── DATA SUPPLIED ──
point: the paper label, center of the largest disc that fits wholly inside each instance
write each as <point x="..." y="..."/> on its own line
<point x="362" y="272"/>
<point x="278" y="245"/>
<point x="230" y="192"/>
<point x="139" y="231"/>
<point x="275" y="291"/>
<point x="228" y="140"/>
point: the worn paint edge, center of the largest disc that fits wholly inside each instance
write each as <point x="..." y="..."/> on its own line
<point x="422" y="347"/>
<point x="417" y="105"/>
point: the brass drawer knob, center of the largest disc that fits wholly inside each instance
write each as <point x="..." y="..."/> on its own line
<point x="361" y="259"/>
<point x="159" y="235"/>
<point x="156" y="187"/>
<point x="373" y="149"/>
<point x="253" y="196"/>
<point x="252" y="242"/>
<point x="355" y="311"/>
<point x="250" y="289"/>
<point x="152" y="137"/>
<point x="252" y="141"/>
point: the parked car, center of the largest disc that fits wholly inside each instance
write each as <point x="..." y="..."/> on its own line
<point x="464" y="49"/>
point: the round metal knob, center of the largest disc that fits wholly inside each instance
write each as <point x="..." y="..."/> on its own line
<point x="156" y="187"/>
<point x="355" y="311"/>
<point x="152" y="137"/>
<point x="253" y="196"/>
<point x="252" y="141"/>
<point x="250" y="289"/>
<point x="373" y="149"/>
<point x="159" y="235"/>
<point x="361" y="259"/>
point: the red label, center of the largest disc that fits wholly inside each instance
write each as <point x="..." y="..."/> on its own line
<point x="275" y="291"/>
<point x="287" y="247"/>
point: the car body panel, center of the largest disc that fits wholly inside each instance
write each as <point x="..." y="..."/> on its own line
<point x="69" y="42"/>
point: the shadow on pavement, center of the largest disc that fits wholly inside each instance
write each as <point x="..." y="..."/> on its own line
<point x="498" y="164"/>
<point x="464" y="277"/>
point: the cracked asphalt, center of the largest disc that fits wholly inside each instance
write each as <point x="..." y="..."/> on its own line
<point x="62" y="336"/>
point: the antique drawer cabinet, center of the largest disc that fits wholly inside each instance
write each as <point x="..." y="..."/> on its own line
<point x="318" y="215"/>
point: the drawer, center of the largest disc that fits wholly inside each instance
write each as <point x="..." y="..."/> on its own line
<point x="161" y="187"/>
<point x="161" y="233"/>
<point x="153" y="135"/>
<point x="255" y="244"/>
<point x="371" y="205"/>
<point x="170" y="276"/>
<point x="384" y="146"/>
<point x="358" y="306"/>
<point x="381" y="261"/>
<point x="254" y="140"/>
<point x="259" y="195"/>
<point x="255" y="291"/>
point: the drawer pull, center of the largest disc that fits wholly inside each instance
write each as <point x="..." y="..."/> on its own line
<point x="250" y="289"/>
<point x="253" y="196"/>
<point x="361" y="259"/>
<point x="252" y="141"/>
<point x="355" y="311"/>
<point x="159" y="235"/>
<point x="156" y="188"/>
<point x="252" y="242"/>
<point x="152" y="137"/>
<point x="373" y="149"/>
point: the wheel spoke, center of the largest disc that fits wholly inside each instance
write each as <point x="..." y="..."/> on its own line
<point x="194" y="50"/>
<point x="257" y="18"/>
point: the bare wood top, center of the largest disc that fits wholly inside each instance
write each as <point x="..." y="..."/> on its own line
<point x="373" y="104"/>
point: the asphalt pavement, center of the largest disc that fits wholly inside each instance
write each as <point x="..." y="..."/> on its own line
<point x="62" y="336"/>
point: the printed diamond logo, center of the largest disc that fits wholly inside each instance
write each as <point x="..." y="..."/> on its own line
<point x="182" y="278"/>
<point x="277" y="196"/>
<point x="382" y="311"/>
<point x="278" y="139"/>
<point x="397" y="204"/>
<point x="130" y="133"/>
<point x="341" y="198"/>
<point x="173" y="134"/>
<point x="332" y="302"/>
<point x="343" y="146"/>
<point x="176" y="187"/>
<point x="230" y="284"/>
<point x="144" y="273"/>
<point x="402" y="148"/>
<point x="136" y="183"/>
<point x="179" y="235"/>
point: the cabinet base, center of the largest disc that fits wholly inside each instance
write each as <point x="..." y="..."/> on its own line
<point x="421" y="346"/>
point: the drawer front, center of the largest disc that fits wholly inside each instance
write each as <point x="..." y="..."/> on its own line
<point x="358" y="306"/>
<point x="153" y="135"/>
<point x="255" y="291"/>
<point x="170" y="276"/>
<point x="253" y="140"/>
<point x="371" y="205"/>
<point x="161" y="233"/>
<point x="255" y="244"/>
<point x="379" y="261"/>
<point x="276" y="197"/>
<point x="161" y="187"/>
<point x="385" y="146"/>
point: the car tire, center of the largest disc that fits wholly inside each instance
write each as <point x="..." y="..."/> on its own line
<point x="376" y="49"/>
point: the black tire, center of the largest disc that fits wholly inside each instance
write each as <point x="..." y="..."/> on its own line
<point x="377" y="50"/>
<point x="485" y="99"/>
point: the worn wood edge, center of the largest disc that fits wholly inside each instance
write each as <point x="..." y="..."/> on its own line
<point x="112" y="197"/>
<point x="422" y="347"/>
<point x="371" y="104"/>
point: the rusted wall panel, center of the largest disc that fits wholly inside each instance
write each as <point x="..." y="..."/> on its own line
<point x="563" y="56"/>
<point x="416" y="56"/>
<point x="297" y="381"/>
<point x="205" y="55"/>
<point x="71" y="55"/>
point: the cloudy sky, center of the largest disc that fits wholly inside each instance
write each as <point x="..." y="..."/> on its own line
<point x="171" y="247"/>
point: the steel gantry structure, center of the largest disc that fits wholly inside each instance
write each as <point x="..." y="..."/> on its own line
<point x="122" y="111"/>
───
| TASK TO COMPLETE |
Give back every line of the data exactly.

| RESULT BELOW |
point: the paper label, center of the largest disc that fits wholly inside each instance
write each as <point x="..." y="..."/> on its own line
<point x="362" y="272"/>
<point x="278" y="245"/>
<point x="230" y="192"/>
<point x="139" y="231"/>
<point x="275" y="291"/>
<point x="228" y="140"/>
point: the worn paint edge, center of the largest disc that fits wholly inside each instance
write each as <point x="..." y="..."/> on its own line
<point x="422" y="347"/>
<point x="417" y="105"/>
point: the brass drawer knob, center of the largest disc that fits wholly inside each instance
write each as <point x="..." y="..."/> on its own line
<point x="361" y="259"/>
<point x="159" y="235"/>
<point x="156" y="187"/>
<point x="373" y="149"/>
<point x="253" y="196"/>
<point x="252" y="242"/>
<point x="355" y="311"/>
<point x="250" y="289"/>
<point x="152" y="137"/>
<point x="252" y="141"/>
point: the parked car, center of the largest disc that fits wholly inside each instance
write each as <point x="..." y="..."/> on its own line
<point x="464" y="49"/>
point: the round metal knob, center of the largest disc that fits wholly inside each instance
write each as <point x="..." y="..."/> on its own line
<point x="156" y="187"/>
<point x="355" y="311"/>
<point x="152" y="137"/>
<point x="253" y="196"/>
<point x="252" y="141"/>
<point x="250" y="289"/>
<point x="373" y="149"/>
<point x="159" y="235"/>
<point x="361" y="259"/>
point: the red label, center of the largest disc that fits wholly inside each instance
write each as <point x="..." y="..."/> on its own line
<point x="275" y="291"/>
<point x="287" y="247"/>
point: the car body panel, center of the largest disc that fits wholly inside each instance
write each as <point x="..." y="..."/> on its own line
<point x="69" y="42"/>
point: the shadow on pavement, center of the largest disc that fits wholly inside each instance
write each as <point x="..." y="..."/> on its own line
<point x="498" y="164"/>
<point x="464" y="277"/>
point: the cracked asphalt, center of the largest disc that fits wholly inside each instance
write each as <point x="..." y="..."/> on its own line
<point x="62" y="336"/>
point: the antique drawer cabinet, center of the largest disc that fits wholly inside each instance
write each as <point x="..." y="..."/> on its own line
<point x="318" y="215"/>
point: the drawer, center of the largest disc that fits wholly inside each instance
write each as <point x="..." y="..."/> on its own line
<point x="161" y="187"/>
<point x="161" y="233"/>
<point x="153" y="135"/>
<point x="255" y="244"/>
<point x="371" y="205"/>
<point x="170" y="276"/>
<point x="384" y="146"/>
<point x="358" y="306"/>
<point x="381" y="261"/>
<point x="254" y="140"/>
<point x="259" y="195"/>
<point x="255" y="291"/>
point: the drawer pull, center of the largest disc that fits wholly inside each instance
write each as <point x="..." y="..."/> on its own line
<point x="250" y="289"/>
<point x="253" y="196"/>
<point x="361" y="259"/>
<point x="252" y="141"/>
<point x="355" y="311"/>
<point x="159" y="235"/>
<point x="156" y="188"/>
<point x="252" y="242"/>
<point x="152" y="137"/>
<point x="373" y="149"/>
point: the wheel spoke, center of the largest disc that fits wholly inside each instance
write each as <point x="..." y="..."/> on its own line
<point x="194" y="50"/>
<point x="257" y="18"/>
point: the bare wood top, center of the largest disc that fits wholly inside each instance
write each as <point x="..." y="..."/> on its own line
<point x="373" y="104"/>
point: the asphalt pavement, center of the largest disc that fits wholly inside each instance
write each as <point x="..." y="..."/> on its own line
<point x="62" y="336"/>
point: the printed diamond logo, center of the largest disc that fits wholly inside each instance
write each as <point x="..." y="..."/> on its own line
<point x="182" y="278"/>
<point x="277" y="196"/>
<point x="382" y="311"/>
<point x="278" y="139"/>
<point x="397" y="204"/>
<point x="130" y="133"/>
<point x="341" y="198"/>
<point x="173" y="134"/>
<point x="332" y="302"/>
<point x="343" y="146"/>
<point x="176" y="187"/>
<point x="230" y="284"/>
<point x="144" y="273"/>
<point x="402" y="148"/>
<point x="136" y="183"/>
<point x="179" y="235"/>
point: the cabinet base, center of the largest disc that fits wholly inside each instance
write each as <point x="..." y="..."/> on its own line
<point x="421" y="346"/>
point: the drawer front, center of the largest disc that fits wholly inside each instance
write each as <point x="..." y="..."/> on its own line
<point x="358" y="306"/>
<point x="153" y="135"/>
<point x="255" y="291"/>
<point x="170" y="276"/>
<point x="253" y="140"/>
<point x="371" y="205"/>
<point x="161" y="233"/>
<point x="255" y="244"/>
<point x="379" y="261"/>
<point x="276" y="197"/>
<point x="161" y="187"/>
<point x="385" y="146"/>
point: the car tire, center of the largest disc that fits wholly inside each instance
write each as <point x="..." y="..."/> on its own line
<point x="376" y="49"/>
point: the black tire, center of the largest disc that fits wholly inside each instance
write each as <point x="..." y="..."/> on its own line
<point x="377" y="50"/>
<point x="485" y="99"/>
point: the worn wood edge, center of the largest disc that fits wholly inside each instance
write each as <point x="..." y="..."/> on its own line
<point x="112" y="197"/>
<point x="422" y="347"/>
<point x="371" y="104"/>
point: the rusted wall panel, center of the largest disc that fits wholly inside each instance
write each as <point x="..." y="..."/> on its own line
<point x="563" y="56"/>
<point x="416" y="56"/>
<point x="297" y="381"/>
<point x="205" y="55"/>
<point x="71" y="55"/>
point: the cloudy sky, center of the largest disc that fits wholly inside each instance
write each as <point x="..." y="..."/> on its own line
<point x="171" y="247"/>
point: the steel gantry structure, center of the largest disc that fits wholly inside each instance
write each as <point x="..." y="..."/> on its own line
<point x="122" y="111"/>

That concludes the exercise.